You Don’t Want a Note-Taker

notes

Sometimes, when we are doing a smaller engagement for a client group, they like to manage their investment (or cut costs) by offering us a “note-taker” to support our work on the day of the event, in place of one of our coLeads. And when we say that we offer something other than facilitation, perhaps this note will help illustrate what we bring to the table.

Here’s (minimally) what we expect from a coLead – who will put in roughly as many days as a Lead Facilitator will, in the process of getting you to your outcomes:

Pre-event:

  • Choose and design the physical environment(s), based on the needs of your system, and the types of processes that will have to be developed and used to get you to the desired outcomes.
  • Research, collate and synthesize a preliminary information set, enabling our team to custom-design the elements of your event.
  • Work with a Lead on high-level event design, and then customize or custom-build the templates that will be used for the event. Most templates are wall posters, 3 to 5 feet in height and up to 18 feet in length.
  • Arrange all of the logistics to be accurate and at the event location the evening before or the morning of the event. Among other things, we use a substantial quantity of specialized tools that are not available at your local office supply store. We will use a minimum of four sizes and five colours of post-it notes at each event. Special poster paper. Non-marking poster tape. Watercolour, chisel tip non-staining markers. The list continues – sometimes for pages.
  • In short, the coLead (or coLeads, adding one for every 50 attendees) takes care of every detail from the carpets on up, leaving the lead to focus on last minute strategic-level surprises. There’s a meeting point in the middle where all the team overlaps to ensure that every detail is managed.

Your note-taker won’t do any of this pre-work. Your secretary or executive assistant is probably already overworked. And the risks associated with skipping any of these tasks are substantial. If you don’t pay for the services of a coLead to do this work, you will have to pay a Lead. Leads cost more, and many of these tasks just take the time they take. Age and wisdom don’t buy you shorter timelines, and personally, I’d choose youth and exuberance (and a better memory) over the former every time.

At the event:

  • Show up at 6 AM – at the latest – ready to completely redesign the room, as necessary. Move dozens or hundreds of chairs. Set up and or tear down tables. Lay table clothes. Put out breakfast. Yes, the hotel staff is there to do that work. Consistently, and despite painstakingly specific direction, hotel staff do not understand the level of detail required to set up appropriately.
  • Lay out all of the tools to be used during the day. For large events, the equipment weighs close to a ton and will arrive in a cube van. For small events, it still takes several trips up the stairs to get everything in.
  • Mount up to a dozen large posters on walls – 3 by 5 feet is normal, and don’t expect help – the Lead is usually otherwise occupied, so the coLead is on a chair or a ladder, putting up posters on her or his own.
  • Create an impeccable work environment by the time the first participant arrives. Hide or preferably remove absolutely every element of the room that is not integral to the event.
  • …then…prepare to start work for the day.
  • Understand the most likely logic flow of all potential elements of the event.
  • Be able to support redesign literally at a moment’s notice, mid-event.
  • Be able to assist and/or facilitate break-out groups if and as required.
  • Ensure that basic human comforts are met for all participants at all times. Temperature, air flow, availability of coffee, water, snacks and meal time arrivals are all the responsibility of the co-Lead.

__Stated goal 1__.
Pick out each line of the listing that contains the string "jacket", copying those lines in full.
The note-taker article and the listing are unrelated material.

__Data supplied__.
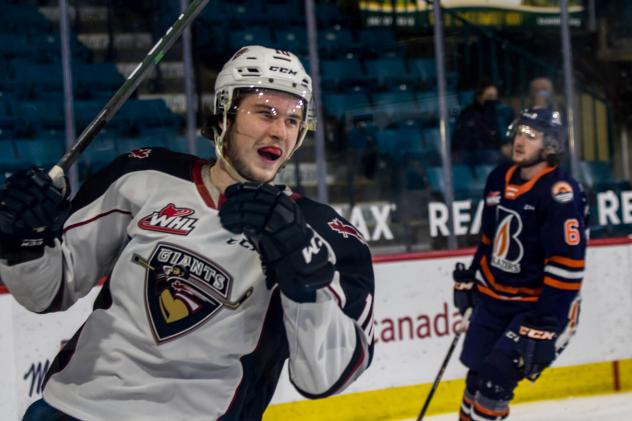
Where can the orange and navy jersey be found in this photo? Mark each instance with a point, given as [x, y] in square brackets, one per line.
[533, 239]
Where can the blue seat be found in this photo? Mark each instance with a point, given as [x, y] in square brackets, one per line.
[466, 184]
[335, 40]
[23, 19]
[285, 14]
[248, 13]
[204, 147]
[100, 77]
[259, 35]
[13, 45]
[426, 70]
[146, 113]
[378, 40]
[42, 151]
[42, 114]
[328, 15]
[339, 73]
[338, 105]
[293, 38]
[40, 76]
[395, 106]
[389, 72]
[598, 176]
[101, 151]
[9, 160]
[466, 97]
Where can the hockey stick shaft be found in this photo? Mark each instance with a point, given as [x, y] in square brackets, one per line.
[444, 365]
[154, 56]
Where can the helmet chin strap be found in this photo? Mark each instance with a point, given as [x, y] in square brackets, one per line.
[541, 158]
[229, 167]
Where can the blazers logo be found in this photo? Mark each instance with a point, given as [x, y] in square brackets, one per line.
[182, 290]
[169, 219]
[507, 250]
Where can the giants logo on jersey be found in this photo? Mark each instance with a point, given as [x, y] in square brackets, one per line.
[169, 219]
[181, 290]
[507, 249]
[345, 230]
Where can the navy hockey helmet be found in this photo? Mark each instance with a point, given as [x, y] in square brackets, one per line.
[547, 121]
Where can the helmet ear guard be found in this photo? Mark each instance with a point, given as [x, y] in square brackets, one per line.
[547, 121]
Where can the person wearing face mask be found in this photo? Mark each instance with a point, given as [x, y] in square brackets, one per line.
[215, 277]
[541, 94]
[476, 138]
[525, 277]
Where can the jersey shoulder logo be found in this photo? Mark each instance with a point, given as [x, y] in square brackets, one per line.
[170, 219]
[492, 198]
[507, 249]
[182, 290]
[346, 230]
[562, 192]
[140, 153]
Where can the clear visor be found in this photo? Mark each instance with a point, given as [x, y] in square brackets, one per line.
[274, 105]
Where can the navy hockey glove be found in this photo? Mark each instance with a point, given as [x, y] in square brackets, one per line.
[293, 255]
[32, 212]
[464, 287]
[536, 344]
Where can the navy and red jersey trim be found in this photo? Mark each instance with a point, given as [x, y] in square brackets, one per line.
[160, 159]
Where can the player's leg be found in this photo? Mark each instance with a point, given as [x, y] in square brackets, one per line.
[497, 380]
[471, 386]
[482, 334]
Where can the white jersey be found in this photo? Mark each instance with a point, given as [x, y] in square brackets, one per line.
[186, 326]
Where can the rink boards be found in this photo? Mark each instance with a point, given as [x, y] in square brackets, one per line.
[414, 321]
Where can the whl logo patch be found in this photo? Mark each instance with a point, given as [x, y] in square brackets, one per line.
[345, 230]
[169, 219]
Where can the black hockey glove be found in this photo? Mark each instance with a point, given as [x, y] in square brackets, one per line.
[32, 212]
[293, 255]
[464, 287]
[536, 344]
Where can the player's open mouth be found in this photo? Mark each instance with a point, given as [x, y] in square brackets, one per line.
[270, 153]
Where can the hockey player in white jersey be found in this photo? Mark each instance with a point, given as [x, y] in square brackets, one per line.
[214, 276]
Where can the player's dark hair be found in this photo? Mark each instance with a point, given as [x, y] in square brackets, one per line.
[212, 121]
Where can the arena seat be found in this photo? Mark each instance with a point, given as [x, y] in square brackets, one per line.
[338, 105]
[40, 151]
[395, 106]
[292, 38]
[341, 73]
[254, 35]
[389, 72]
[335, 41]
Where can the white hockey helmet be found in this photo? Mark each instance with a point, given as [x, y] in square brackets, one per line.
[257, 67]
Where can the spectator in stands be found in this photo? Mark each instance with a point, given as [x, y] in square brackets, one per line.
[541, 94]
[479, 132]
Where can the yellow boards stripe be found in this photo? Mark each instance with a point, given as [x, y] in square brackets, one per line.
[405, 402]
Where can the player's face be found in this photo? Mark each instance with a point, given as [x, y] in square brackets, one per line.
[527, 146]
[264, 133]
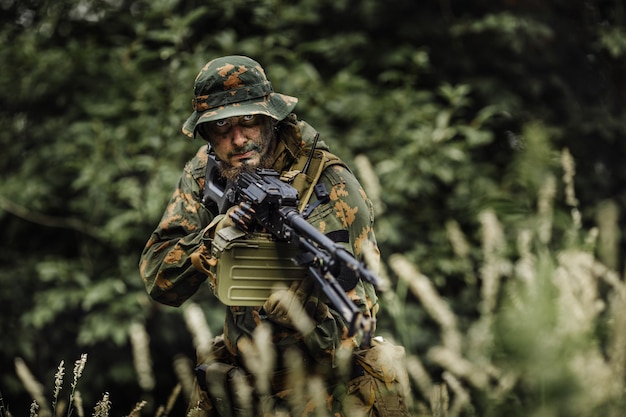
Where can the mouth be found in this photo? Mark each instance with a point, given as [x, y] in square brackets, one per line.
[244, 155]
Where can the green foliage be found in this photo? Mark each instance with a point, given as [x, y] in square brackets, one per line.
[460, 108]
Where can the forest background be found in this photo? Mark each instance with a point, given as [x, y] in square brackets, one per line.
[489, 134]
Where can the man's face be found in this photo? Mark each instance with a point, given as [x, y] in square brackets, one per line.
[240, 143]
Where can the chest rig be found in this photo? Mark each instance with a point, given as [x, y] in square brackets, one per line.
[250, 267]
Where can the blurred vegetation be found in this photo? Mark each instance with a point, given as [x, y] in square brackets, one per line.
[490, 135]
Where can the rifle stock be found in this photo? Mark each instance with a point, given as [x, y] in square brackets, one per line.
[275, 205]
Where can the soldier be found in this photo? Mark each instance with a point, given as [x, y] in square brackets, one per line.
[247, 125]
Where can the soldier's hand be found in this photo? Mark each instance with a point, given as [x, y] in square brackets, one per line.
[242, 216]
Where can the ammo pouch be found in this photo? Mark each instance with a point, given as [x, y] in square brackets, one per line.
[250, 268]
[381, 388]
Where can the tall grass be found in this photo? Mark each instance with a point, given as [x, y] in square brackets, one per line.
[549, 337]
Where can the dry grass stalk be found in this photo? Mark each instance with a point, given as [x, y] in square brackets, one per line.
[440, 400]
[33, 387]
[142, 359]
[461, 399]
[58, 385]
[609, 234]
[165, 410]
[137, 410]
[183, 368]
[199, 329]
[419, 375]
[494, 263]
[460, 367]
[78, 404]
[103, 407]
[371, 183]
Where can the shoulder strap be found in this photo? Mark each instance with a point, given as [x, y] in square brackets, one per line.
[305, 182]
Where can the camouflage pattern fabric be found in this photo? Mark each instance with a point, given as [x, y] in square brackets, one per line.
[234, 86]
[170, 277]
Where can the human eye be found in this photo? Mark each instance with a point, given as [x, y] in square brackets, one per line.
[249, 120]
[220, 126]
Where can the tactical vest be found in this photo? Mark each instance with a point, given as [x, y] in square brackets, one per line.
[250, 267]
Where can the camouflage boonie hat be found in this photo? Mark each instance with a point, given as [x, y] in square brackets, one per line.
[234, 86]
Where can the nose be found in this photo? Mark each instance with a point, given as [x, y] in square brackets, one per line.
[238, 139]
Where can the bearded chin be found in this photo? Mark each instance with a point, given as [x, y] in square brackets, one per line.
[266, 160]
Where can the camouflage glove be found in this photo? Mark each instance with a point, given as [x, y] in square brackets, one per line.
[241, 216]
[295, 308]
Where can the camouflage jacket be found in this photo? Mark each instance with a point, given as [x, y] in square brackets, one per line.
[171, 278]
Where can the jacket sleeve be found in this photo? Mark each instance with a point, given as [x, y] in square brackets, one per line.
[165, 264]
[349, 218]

...

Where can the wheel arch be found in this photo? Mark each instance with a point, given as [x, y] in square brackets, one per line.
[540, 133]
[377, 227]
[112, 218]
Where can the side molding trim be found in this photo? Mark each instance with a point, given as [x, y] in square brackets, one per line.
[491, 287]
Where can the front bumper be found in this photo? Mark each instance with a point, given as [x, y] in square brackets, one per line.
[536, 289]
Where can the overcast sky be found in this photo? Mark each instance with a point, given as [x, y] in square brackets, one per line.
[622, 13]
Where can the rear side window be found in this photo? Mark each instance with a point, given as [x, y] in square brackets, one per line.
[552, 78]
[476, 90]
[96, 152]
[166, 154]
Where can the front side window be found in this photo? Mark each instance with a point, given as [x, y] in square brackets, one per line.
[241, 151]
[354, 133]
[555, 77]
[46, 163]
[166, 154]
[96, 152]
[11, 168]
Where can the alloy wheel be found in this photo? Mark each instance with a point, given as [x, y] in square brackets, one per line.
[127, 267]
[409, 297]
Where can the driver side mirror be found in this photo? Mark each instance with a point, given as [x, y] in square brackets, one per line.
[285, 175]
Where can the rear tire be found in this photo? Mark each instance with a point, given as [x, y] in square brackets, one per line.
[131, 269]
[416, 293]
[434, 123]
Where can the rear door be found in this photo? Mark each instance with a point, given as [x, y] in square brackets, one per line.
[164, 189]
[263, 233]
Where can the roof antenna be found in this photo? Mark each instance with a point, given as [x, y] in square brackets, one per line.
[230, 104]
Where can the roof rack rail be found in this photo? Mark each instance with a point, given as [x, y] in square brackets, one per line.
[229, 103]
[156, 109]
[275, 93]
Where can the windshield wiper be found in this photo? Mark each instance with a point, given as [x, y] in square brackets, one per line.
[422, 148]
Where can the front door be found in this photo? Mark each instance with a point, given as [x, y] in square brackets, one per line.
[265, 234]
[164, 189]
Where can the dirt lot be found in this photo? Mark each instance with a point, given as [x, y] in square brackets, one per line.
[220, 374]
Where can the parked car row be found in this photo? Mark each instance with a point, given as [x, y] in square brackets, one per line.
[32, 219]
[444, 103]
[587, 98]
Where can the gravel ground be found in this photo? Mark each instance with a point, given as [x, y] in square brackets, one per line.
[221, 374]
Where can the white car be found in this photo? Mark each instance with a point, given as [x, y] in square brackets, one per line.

* * *

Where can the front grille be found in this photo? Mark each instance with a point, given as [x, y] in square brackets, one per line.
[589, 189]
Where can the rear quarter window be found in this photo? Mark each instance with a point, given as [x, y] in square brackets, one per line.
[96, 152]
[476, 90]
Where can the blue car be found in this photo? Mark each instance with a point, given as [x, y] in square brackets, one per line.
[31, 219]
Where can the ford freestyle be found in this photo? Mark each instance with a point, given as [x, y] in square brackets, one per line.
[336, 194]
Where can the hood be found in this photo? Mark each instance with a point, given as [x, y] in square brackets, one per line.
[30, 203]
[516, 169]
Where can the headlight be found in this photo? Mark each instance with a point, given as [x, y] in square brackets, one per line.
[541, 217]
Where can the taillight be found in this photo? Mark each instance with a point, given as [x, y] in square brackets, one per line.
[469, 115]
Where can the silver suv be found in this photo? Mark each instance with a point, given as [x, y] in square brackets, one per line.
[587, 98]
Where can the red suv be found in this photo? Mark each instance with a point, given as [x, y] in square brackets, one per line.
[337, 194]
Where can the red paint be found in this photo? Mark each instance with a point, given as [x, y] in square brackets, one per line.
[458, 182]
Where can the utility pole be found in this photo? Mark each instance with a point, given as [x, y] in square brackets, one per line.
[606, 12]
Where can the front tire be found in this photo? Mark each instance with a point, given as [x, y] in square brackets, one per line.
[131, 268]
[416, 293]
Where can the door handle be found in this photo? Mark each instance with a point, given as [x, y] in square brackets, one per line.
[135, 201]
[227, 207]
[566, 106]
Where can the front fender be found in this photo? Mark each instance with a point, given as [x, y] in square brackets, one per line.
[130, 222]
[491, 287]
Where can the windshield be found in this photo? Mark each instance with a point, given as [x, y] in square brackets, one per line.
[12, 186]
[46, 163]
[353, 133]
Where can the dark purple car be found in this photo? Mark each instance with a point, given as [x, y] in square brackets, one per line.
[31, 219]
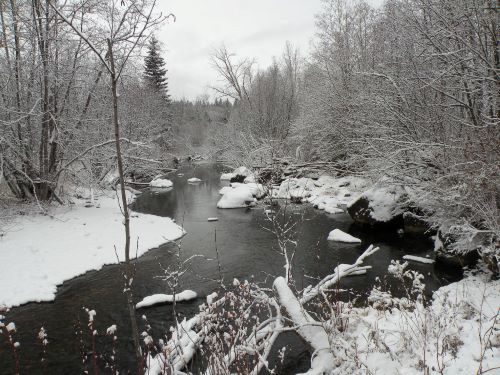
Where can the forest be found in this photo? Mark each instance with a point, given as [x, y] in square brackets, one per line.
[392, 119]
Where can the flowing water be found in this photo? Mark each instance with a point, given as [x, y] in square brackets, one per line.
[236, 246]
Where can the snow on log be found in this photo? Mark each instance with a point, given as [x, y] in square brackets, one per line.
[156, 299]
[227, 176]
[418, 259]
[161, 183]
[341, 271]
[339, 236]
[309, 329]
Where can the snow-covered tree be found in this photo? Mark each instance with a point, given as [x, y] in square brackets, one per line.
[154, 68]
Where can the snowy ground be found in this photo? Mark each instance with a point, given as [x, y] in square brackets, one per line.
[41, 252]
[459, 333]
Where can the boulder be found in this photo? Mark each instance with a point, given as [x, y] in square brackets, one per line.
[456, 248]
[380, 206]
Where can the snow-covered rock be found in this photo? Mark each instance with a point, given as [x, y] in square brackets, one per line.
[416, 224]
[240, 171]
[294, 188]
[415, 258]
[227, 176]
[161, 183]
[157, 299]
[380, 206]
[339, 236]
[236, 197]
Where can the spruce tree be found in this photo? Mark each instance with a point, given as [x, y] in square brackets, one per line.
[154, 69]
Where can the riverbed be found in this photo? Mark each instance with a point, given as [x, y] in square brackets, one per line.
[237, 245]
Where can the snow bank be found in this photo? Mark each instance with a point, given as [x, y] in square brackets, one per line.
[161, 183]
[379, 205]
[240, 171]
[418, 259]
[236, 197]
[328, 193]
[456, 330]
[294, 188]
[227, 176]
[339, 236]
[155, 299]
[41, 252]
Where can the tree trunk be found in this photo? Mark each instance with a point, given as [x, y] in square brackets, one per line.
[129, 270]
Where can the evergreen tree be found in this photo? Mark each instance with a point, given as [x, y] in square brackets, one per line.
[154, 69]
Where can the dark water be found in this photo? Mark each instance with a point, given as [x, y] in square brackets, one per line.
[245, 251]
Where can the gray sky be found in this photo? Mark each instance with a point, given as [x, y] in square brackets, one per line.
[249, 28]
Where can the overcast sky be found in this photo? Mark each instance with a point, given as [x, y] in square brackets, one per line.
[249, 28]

__Stated goal 2__.
Extract a passage from the note-taker article word for word. Begin at the words "You Don’t Want" and stop after "the desired outcomes.".

__Correct output 1__.
Where can the camouflage jacket be found in this photo? Mark each instance with a point, given as [x, y] in square brackets, one per line.
Where can the jacket sleeve be found in this photo? Mark each instance with a point, given as [x, y] in square brackets, one per line.

__Correct output 2__.
You Don’t Want a Note-Taker

notes

Sometimes, when we are doing a smaller engagement for a client group, they like to manage their investment (or cut costs) by offering us a “note-taker” to support our work on the day of the event, in place of one of our coLeads. And when we say that we offer something other than facilitation, perhaps this note will help illustrate what we bring to the table.

Here’s (minimally) what we expect from a coLead – who will put in roughly as many days as a Lead Facilitator will, in the process of getting you to your outcomes:

Pre-event:

  • Choose and design the physical environment(s), based on the needs of your system, and the types of processes that will have to be developed and used to get you to the desired outcomes.